The Nine Songs Contemporary Children's Literature Award (九歌現代少兒文學獎), or Nine Songs Children's Literature Award (九歌儿童文学奖), is an award for children’s literature created in Taiwan. Eligible works should be between 40,000-45,000 words, and suitable to children aged 10–15 years. Also known as the ChiuKo Award.

History
The award was launched in 1992 by the Jiu Ge Cultural and Educational Foundation (founded by Chiuko [pinyin: Jiu Ge] Publishers, which was founded by Tsai Wen-fu) with the specific aim of encouraging the creation of children’s literature in Taiwan. Nine Songs refers to Jiu Ge, nine songs attributed to the poet Qu Yuan, in the third century BC. A list of award-winners with details of their books is available in Chinese.

25th Awards (2017)
104 works were considered were considered by judges Li Weiwen 李偉文, Ling Xingjie 凌性傑, Chen Anyi 陳安儀, Feng Jimei 馮季眉, You Peiyun 游珮芸
First Prize: 李明珊:《飛鞋》 - Li Mingshan
Prize: 范芸萍:《巴洛‧瓦旦》 - Fan Yunping
Prize: 董少尹:《網球少年》 - Dong Shaoyin
Prize: 李光福:《舞街少年》 - Li Guangfu
Prize: 劉美瑤:《撒野的憤怒馬桶》 - Liu Meiyao

24th Awards (2016)
121 works considered by judges: Ling Xingjie 凌性傑、Xu Jiankun 許建崑、Zhang Gui’e 張桂娥、Huang Qiufang 黃秋芳、Huang Cuihua 黃翠華
First Prize: 張英珉：《長跑少年》 - Zhang Yingmin
Prize: 評審獎：范芸萍《心靈魔方》 - Fan Yunping
Prize: 李光福：《棒球、鴨蛋和我》 - Li Guangfu
Prize: 李慧娟：《打發時間圖書館》 - Li Huijuan
Prize: 董少尹：《阿父塔繃牛兒！》 - Dong Shaoyin

16th Awards (2008)
================
**Prompt A**
Rewrite the Nine Songs award passage from the words "The Nine Songs" through "the ChiuKo Award.", replacing "Taiwan" with "the island".
**Prompt B**
Write the next part of the Nine Songs award passage, picking up after its last line.

**Entries**
================
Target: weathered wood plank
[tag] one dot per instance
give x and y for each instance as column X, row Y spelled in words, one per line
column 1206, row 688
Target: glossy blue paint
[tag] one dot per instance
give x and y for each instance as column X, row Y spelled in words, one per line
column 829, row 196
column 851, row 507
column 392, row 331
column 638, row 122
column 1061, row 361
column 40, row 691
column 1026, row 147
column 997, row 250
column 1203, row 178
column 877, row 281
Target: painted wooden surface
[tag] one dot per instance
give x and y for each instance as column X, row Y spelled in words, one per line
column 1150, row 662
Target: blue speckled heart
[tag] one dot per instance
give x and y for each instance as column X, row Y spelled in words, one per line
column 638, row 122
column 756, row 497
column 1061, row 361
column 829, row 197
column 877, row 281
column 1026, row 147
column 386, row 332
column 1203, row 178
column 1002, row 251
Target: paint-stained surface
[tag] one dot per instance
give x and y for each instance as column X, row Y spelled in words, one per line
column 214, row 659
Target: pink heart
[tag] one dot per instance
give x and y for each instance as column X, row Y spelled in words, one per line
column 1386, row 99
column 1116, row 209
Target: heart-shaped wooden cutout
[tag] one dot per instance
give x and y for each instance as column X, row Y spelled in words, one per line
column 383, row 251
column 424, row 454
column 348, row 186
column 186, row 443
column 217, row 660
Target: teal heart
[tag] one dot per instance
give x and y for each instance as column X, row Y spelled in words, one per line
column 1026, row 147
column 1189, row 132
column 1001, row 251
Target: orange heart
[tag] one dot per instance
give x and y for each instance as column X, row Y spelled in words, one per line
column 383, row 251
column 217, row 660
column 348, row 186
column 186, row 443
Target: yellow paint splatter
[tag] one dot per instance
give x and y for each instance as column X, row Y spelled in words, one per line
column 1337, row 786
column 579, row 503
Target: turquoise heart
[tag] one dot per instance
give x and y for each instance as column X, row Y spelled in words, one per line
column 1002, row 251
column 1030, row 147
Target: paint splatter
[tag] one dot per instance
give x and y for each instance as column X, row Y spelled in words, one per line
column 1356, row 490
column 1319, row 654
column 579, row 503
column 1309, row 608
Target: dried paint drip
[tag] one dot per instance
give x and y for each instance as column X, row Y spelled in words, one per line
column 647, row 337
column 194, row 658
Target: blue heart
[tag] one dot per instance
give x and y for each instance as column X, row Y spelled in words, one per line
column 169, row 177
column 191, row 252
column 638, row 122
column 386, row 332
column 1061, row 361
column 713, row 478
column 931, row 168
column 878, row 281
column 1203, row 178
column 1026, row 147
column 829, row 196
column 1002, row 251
================
**Response A**
The Nine Songs Contemporary Children's Literature Award (九歌現代少兒文學獎), or Nine Songs Children's Literature Award (九歌儿童文学奖), is an award for children’s literature created in the island. Eligible works should be between 40,000-45,000 words, and suitable to children aged 10–15 years. Also known as the ChiuKo Award.

**Response B**
First Prize: 鄭淑麗: 《月芽灣的寶藏》 - Zheng Shuli
Prize: 陸麗雅: 《阿祖的魔法天書》 - Li Liya
Prize: 陳韋任: 《灰姑娘變身日記》 - Chen Weiren
Prize: 洪雅齡: 《躲進部落格》 - Hong Yaling
Prize: 花格子: 《揚帆吧！八級風》 - Hua Gezi
Prize: 胡圓: 《勇闖「不管里」》 - Hu Yuan
Prize: 陳怡如: 《第十二張生肖卡》 - Chen Yiru
Prize: 孫昱: 《藍月亮，紅月亮》 - Sun Yu

15th Awards (2007)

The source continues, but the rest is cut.